Emerging growth company ☒
If an emerging growth company, indicate by check mark if the registrant has elected not to use the extended transition period for complying with any new or revised financial accounting standards provided pursuant to Section 13(a) of the Exchange Act. ☐
Item 1.01 Entry into a Material Definitive Agreement.
On December 17, 2024, Lucky Strike Entertainment Corporation (the “Company”) entered into a Twelfth Amendment (the “Twelfth Amendment”) to the First Lien Credit Agreement, dated as of July 3, 2017, by and among the Company, Kingpin Intermediate Holdings LLC, a direct subsidiary of the Company, as borrower, the other guarantors party thereto, JPMorgan Chase Bank, N.A., as administrative agent, and the lenders from time to time party thereto (as amended, restated, amended and restated, supplemented or otherwise modified and in effect prior to the date hereof, the “Existing Credit Agreement”; the Existing Credit Agreement, as amended by the Twelfth Amendment, the “Amended Credit Agreement”). Capitalized terms not defined herein are as defined in the Amended Credit Agreement.
##########
= Tasks to perform =
[a] Answer these questions using the filing excerpt:
(i) On what date did Lucky Strike Entertainment Corporation enter into the Twelfth Amendment?
(ii) Which bank is named as administrative agent?
(iii) Under which section of the Exchange Act are the new or revised financial accounting standards provided?
[b] Copy the lines of the listing starting at the line that contains "the red fabric?" and ending at the end of the listing.
##########
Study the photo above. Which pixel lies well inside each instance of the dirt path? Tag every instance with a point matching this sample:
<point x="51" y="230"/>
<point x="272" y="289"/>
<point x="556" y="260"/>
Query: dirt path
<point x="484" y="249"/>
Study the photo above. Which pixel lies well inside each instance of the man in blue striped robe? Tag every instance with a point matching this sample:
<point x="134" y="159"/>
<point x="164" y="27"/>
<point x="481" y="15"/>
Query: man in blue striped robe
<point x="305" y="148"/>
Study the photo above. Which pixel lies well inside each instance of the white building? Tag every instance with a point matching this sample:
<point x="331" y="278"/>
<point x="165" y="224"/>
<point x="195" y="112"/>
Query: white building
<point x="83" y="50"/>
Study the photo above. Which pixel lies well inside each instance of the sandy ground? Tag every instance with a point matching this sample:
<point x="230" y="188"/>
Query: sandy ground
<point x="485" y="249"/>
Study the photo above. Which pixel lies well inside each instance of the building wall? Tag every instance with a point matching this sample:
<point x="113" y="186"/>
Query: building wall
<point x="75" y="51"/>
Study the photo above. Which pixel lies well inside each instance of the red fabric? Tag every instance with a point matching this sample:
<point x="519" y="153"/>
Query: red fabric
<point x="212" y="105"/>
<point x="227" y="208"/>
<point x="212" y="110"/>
##########
= Responses to the tasks =
[a]
(i) December 17, 2024
(ii) JPMorgan Chase Bank, N.A.
(iii) Section 13(a)

[b]
Study the photo above. Which pixel lies well inside each instance of the red fabric? Tag every instance with a point matching this sample:
<point x="519" y="153"/>
Query: red fabric
<point x="212" y="105"/>
<point x="227" y="208"/>
<point x="212" y="110"/>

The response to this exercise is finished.